What is being asked: Pick out each line of the rows below that contains the word "table" and copy those lines.
══ Given records ══
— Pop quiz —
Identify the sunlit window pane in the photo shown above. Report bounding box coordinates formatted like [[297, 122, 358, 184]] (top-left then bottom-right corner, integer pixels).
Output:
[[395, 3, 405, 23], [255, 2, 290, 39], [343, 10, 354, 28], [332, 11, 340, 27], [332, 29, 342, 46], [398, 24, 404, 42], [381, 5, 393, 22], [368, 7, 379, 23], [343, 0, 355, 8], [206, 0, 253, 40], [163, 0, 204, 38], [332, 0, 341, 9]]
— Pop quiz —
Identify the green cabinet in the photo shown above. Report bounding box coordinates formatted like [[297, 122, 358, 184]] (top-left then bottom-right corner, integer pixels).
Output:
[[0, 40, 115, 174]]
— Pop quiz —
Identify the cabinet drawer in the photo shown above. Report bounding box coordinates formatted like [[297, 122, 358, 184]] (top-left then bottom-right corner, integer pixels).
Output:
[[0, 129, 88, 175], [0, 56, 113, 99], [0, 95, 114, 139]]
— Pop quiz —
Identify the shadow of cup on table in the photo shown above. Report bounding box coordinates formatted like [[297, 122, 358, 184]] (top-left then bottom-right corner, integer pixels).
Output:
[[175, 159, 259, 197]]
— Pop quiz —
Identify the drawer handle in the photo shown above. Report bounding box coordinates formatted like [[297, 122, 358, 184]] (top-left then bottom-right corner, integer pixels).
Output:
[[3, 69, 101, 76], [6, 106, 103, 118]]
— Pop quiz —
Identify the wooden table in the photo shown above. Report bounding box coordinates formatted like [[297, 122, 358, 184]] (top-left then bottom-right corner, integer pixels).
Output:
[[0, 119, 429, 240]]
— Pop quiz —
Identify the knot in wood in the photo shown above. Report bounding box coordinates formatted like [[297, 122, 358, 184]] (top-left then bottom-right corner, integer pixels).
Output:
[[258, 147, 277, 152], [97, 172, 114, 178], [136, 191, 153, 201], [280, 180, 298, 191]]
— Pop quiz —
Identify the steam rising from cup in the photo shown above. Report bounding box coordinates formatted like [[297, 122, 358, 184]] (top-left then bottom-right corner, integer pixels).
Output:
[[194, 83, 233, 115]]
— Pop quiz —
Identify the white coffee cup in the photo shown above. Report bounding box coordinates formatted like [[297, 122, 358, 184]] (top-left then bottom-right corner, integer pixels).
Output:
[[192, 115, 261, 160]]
═══
Final answer:
Identify the shadow of cup on table in the photo shown above. Report bounding box coordinates formatted like [[297, 122, 358, 184]] (top-left then bottom-right corner, integer pixels).
Identify the wooden table in the photo shown above. Report bounding box coordinates formatted like [[297, 122, 358, 184]] (top-left then bottom-right corner, integer pixels).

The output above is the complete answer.